EXERCISE OBJECTIVE. Render every line of the listing below as a Markdown table with the columns "No." and "Line," numbering the rows and skipping blank lines. Leave the pictures out.

RECORDS SHOWN.
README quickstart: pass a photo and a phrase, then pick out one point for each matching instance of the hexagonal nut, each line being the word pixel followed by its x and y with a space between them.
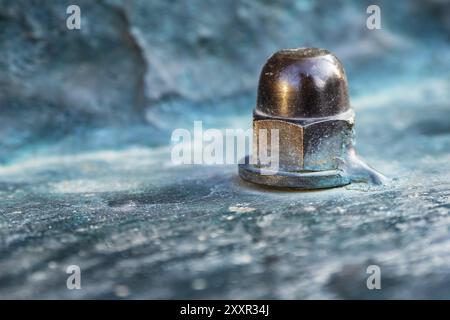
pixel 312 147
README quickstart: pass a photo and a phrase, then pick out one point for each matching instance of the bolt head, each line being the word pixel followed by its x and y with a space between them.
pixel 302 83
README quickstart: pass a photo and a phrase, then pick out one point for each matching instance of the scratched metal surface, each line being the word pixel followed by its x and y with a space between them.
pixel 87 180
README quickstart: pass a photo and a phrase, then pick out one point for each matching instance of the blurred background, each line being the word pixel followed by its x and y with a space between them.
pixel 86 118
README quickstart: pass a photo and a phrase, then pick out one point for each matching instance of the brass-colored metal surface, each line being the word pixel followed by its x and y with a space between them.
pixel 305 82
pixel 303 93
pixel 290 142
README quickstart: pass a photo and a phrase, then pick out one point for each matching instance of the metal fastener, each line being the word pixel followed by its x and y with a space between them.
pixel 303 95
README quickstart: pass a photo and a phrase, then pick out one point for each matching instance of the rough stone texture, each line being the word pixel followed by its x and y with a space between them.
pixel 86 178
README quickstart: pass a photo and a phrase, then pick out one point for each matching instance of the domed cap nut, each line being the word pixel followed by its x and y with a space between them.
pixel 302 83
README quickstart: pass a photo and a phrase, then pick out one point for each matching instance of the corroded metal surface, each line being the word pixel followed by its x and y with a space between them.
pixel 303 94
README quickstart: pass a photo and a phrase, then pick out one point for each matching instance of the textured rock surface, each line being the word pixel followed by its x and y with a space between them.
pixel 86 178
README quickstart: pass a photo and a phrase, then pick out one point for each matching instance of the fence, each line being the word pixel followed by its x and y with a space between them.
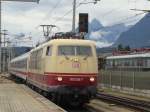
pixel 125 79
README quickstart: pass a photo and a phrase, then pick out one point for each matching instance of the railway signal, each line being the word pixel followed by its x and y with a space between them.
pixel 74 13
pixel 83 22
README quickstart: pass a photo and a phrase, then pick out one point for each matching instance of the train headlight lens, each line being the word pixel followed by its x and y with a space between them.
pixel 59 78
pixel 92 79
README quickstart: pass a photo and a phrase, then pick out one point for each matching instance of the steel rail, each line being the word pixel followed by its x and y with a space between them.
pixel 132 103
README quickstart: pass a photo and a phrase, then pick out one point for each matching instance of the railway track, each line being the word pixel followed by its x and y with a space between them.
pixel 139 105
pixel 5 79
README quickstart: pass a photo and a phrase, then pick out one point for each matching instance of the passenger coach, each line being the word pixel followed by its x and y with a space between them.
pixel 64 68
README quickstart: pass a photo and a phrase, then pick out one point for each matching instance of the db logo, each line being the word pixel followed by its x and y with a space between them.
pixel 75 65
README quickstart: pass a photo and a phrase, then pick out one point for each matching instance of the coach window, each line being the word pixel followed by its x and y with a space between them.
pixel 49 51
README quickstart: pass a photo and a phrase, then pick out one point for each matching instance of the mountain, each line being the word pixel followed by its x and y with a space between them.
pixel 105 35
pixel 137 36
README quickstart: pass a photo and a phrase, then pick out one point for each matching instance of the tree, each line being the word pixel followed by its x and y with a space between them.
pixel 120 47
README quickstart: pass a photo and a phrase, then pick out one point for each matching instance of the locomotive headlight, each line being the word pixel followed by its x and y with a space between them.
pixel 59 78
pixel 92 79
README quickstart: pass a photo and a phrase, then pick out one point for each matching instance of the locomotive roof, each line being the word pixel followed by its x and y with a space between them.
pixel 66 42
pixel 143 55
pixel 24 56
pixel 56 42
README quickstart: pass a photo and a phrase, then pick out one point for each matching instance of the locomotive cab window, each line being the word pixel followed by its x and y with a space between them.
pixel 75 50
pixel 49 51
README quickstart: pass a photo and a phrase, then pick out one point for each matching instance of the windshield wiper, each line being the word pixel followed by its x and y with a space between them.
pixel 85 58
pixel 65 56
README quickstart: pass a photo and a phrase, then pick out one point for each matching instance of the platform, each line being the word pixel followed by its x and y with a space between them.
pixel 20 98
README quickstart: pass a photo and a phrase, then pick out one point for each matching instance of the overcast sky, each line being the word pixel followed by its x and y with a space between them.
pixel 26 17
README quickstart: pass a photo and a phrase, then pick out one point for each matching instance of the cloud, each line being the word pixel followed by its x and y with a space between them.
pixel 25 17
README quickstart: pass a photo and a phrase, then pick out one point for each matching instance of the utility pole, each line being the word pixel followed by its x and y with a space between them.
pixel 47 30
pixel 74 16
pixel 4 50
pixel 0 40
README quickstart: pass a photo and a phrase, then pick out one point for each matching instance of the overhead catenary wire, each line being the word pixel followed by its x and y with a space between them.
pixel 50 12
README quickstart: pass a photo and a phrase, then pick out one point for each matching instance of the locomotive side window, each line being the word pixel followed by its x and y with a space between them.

TASK RESPONSE.
| No. | Line |
|---|---|
| 1 | README quickstart: pass a photo and a phrase, then pick out one point for each matching instance of the hexagonal nut, each line being the word pixel followed by its x and y with a space between them. |
| 2 | pixel 312 147 |
| 3 | README quickstart: pass a photo and a phrase, then pick out one point for each matching instance of the bolt head, each line being the word pixel followed by its x and y with a space between them. |
| 4 | pixel 302 83 |
| 5 | README quickstart: pass a photo and a phrase, then pick out one point for each matching instance of the scratched metal surface, each line being the word pixel followed by its x and y with a space between them. |
| 6 | pixel 87 180 |
| 7 | README quickstart: pass a photo and a phrase, then pick out one point for each matching instance of the blurred background, each line being the word pixel followed by its x and y with a space between them. |
| 8 | pixel 86 118 |
| 9 | README quickstart: pass a photo and a phrase, then pick out one point for each matching instance of the brass-colored metal surface, each line being the word pixel followed by its x and y with a space between them. |
| 10 | pixel 305 82 |
| 11 | pixel 303 93 |
| 12 | pixel 290 142 |
| 13 | README quickstart: pass a photo and a phrase, then pick out one point for each matching instance of the metal fastener, each line being the word pixel followed by its x and y with a space between them. |
| 14 | pixel 303 95 |
| 15 | README quickstart: pass a photo and a phrase, then pick out one point for each matching instance of the rough stone texture, each line being the word pixel followed by its x and y with a space between them. |
| 16 | pixel 86 178 |
| 17 | README quickstart: pass a photo and a phrase, then pick out one point for each matching instance of the domed cap nut, each line being the word pixel followed by its x and y with a space between them. |
| 18 | pixel 302 83 |
| 19 | README quickstart: pass a photo and a phrase, then pick out one point for each matching instance of the corroded metal surface, each line being the word pixel followed by its x and y with a space between them. |
| 20 | pixel 303 94 |
| 21 | README quickstart: pass a photo and a phrase, then pick out one point for each matching instance of the textured rock surface, each line being the word pixel followed by its x and y with a space between them. |
| 22 | pixel 86 178 |
| 23 | README quickstart: pass a photo and a phrase, then pick out one point for each matching instance of the fence, each line being the word pixel followed by its x and y with a space between them. |
| 24 | pixel 125 79 |
| 25 | README quickstart: pass a photo and a phrase, then pick out one point for each matching instance of the railway signal, each line being the word pixel followed by its x and y with a space between them. |
| 26 | pixel 74 13 |
| 27 | pixel 83 22 |
| 28 | README quickstart: pass a photo and a phrase, then pick out one point for each matching instance of the train headlight lens, each line being the word pixel followed by its x and y with a space between them. |
| 29 | pixel 59 78 |
| 30 | pixel 92 79 |
| 31 | README quickstart: pass a photo and a phrase, then pick out one point for each matching instance of the steel rail, each line being the word pixel followed by its x and y with a space between them. |
| 32 | pixel 132 103 |
| 33 | README quickstart: pass a photo and a phrase, then pick out one point for each matching instance of the railway track, each line being the word pixel followed by its x and y with a space between them. |
| 34 | pixel 139 105 |
| 35 | pixel 5 79 |
| 36 | README quickstart: pass a photo and a phrase, then pick out one point for each matching instance of the passenger coach, each line being the word pixel followed by its x and y with a space between them. |
| 37 | pixel 64 68 |
| 38 | README quickstart: pass a photo and a phrase, then pick out one point for each matching instance of the db logo, each line being the word pixel followed by its x and y with a space between them. |
| 39 | pixel 75 65 |
| 40 | README quickstart: pass a photo and a phrase, then pick out one point for each matching instance of the coach window, each line being the word pixel followed by its x and y with a space between them. |
| 41 | pixel 49 51 |
| 42 | README quickstart: pass a photo and a phrase, then pick out one point for each matching instance of the mountain, each line being the word pixel followed by its x and y with a space between them. |
| 43 | pixel 105 35 |
| 44 | pixel 137 36 |
| 45 | README quickstart: pass a photo and a phrase, then pick out one point for each matching instance of the tree, each line being the word pixel followed by its x and y with a space between them. |
| 46 | pixel 120 47 |
| 47 | README quickstart: pass a photo and a phrase, then pick out one point for each matching instance of the locomotive headlight, each line being the word pixel followed by its x and y with a space between them. |
| 48 | pixel 59 78 |
| 49 | pixel 92 79 |
| 50 | README quickstart: pass a photo and a phrase, then pick out one point for each matching instance of the locomotive roof, each line being the word pixel followed by its x and y with a space between them. |
| 51 | pixel 66 42 |
| 52 | pixel 143 55 |
| 53 | pixel 24 56 |
| 54 | pixel 56 42 |
| 55 | README quickstart: pass a photo and a phrase, then pick out one point for each matching instance of the locomotive cab window, each line being the word pixel followed by its x and y with a space between them. |
| 56 | pixel 75 50 |
| 57 | pixel 49 51 |
| 58 | README quickstart: pass a photo and a phrase, then pick out one point for each matching instance of the windshield wiper, each line being the word pixel followed by its x and y with a space between them. |
| 59 | pixel 85 58 |
| 60 | pixel 65 56 |
| 61 | README quickstart: pass a photo and a phrase, then pick out one point for each matching instance of the platform, each line being the word pixel followed by its x and y with a space between them. |
| 62 | pixel 20 98 |
| 63 | README quickstart: pass a photo and a phrase, then pick out one point for each matching instance of the overcast sky, each line being the word pixel followed by its x and y with a space between them. |
| 64 | pixel 26 17 |
| 65 | README quickstart: pass a photo and a phrase, then pick out one point for each matching instance of the cloud, each line being the word pixel followed by its x and y with a space between them. |
| 66 | pixel 25 17 |
| 67 | README quickstart: pass a photo and a phrase, then pick out one point for each matching instance of the utility pole, each line being the word pixel followed by its x and y with a space between them. |
| 68 | pixel 47 30 |
| 69 | pixel 74 16 |
| 70 | pixel 4 50 |
| 71 | pixel 0 40 |
| 72 | README quickstart: pass a photo and a phrase, then pick out one point for each matching instance of the overhead catenary wire, each line being the word pixel followed by its x and y with a space between them. |
| 73 | pixel 50 12 |
| 74 | README quickstart: pass a photo and a phrase, then pick out one point for each matching instance of the locomotive side window, each line being the word pixel followed by its x and y with a space between them. |